DATOS PROPORCIONADOS:
----

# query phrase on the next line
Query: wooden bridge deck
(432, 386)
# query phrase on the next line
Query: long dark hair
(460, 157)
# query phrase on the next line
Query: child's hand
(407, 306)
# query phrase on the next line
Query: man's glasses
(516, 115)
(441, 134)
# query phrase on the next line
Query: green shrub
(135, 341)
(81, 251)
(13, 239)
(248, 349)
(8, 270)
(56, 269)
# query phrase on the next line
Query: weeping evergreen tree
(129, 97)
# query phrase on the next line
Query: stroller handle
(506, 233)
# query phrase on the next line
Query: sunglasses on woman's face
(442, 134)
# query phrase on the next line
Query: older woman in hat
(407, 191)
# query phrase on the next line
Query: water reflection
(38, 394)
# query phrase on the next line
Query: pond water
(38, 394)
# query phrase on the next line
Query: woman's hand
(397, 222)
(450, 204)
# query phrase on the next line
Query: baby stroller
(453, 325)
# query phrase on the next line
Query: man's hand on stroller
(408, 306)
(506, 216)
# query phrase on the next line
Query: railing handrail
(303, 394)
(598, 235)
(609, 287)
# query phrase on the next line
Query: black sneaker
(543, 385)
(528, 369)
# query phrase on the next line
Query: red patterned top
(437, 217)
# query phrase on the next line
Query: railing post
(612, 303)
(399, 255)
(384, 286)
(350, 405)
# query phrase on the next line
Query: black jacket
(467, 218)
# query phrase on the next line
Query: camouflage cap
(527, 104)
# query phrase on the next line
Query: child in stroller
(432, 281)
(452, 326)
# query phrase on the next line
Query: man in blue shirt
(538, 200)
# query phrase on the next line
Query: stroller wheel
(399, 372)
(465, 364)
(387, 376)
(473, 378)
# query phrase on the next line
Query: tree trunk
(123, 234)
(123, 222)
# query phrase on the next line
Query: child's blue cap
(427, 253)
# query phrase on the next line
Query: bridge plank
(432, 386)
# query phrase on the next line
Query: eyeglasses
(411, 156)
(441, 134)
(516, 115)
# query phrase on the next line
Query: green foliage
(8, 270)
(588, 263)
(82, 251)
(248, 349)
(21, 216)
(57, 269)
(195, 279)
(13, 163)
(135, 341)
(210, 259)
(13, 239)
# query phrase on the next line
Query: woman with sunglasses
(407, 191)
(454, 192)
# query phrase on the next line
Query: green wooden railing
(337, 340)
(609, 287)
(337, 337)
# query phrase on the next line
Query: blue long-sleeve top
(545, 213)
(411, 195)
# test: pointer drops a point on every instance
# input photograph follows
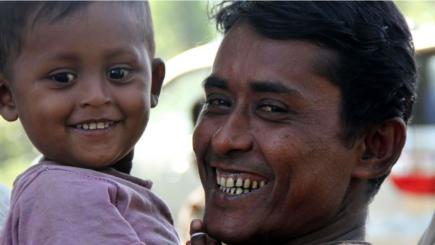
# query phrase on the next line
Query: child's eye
(118, 74)
(63, 77)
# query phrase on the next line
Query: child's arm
(63, 208)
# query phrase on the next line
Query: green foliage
(16, 151)
(418, 12)
(180, 25)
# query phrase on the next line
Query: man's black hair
(374, 69)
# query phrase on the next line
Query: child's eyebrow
(122, 51)
(62, 56)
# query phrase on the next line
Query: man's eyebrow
(272, 87)
(214, 81)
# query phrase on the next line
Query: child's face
(81, 85)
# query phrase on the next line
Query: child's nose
(95, 93)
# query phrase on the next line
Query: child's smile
(84, 96)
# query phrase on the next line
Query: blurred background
(187, 40)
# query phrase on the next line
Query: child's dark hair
(374, 68)
(18, 17)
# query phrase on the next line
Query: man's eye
(118, 73)
(217, 102)
(272, 108)
(63, 77)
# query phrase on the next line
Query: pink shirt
(54, 204)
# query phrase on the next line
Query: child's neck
(125, 164)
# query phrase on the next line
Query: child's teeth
(239, 182)
(100, 125)
(230, 182)
(94, 125)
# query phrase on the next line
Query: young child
(81, 77)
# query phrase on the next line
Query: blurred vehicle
(415, 170)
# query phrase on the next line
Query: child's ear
(7, 104)
(158, 74)
(381, 148)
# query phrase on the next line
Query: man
(305, 115)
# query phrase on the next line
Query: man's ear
(7, 104)
(382, 146)
(158, 74)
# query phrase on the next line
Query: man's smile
(237, 183)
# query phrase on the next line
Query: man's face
(81, 85)
(268, 143)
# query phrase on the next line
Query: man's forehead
(243, 46)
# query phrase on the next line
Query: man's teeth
(238, 185)
(94, 125)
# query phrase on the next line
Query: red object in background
(415, 183)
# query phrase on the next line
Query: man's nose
(95, 92)
(234, 136)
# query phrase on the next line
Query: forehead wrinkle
(272, 87)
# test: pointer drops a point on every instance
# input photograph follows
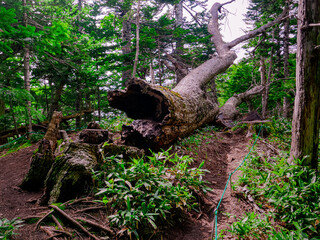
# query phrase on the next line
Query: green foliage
(237, 79)
(146, 193)
(115, 121)
(254, 226)
(286, 188)
(193, 142)
(7, 227)
(251, 226)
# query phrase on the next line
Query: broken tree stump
(71, 174)
(43, 157)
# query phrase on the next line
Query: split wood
(74, 222)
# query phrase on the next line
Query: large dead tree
(162, 115)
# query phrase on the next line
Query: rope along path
(215, 227)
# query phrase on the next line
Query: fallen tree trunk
(163, 115)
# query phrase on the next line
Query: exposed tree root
(73, 221)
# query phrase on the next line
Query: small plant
(7, 227)
(251, 226)
(145, 193)
(115, 121)
(195, 140)
(292, 190)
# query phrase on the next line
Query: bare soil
(222, 152)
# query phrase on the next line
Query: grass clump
(292, 191)
(141, 194)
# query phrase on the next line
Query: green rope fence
(215, 228)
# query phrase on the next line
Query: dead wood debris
(72, 220)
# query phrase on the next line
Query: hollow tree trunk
(163, 115)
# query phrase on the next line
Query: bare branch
(255, 32)
(194, 17)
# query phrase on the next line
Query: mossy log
(163, 115)
(43, 157)
(94, 136)
(127, 152)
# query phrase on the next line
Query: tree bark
(26, 63)
(305, 124)
(286, 64)
(137, 41)
(43, 158)
(263, 83)
(163, 115)
(126, 49)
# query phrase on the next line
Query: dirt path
(15, 202)
(222, 153)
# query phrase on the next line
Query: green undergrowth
(290, 194)
(7, 227)
(143, 195)
(16, 148)
(194, 141)
(115, 122)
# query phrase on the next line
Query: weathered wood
(163, 115)
(43, 157)
(94, 136)
(70, 175)
(306, 124)
(127, 152)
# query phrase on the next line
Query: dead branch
(49, 232)
(41, 219)
(90, 209)
(74, 222)
(97, 225)
(57, 222)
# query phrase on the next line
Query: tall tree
(305, 124)
(26, 63)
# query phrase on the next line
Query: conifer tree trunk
(26, 63)
(263, 83)
(126, 49)
(286, 63)
(162, 115)
(137, 41)
(305, 124)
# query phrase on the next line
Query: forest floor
(222, 152)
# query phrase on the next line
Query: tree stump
(43, 157)
(94, 136)
(71, 174)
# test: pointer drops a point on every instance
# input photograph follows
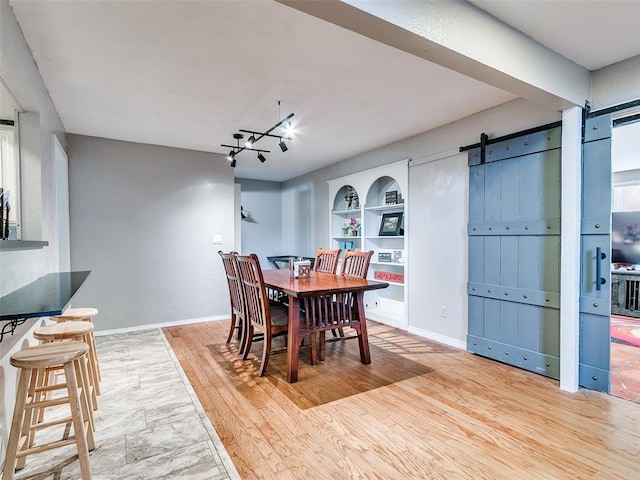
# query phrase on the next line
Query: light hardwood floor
(421, 410)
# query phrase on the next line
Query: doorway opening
(625, 258)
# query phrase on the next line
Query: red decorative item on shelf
(388, 276)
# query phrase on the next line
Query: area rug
(625, 330)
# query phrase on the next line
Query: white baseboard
(138, 328)
(452, 342)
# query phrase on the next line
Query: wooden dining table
(310, 294)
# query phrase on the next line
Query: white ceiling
(190, 74)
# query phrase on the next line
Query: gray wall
(438, 206)
(143, 218)
(262, 229)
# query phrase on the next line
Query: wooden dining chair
(236, 300)
(270, 319)
(326, 261)
(354, 264)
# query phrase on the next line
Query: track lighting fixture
(256, 136)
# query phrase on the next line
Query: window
(9, 180)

----

Reúne todas las líneas de los registros en las que aparece la palabra "blurred".

Query: blurred background
Query: blurred vehicle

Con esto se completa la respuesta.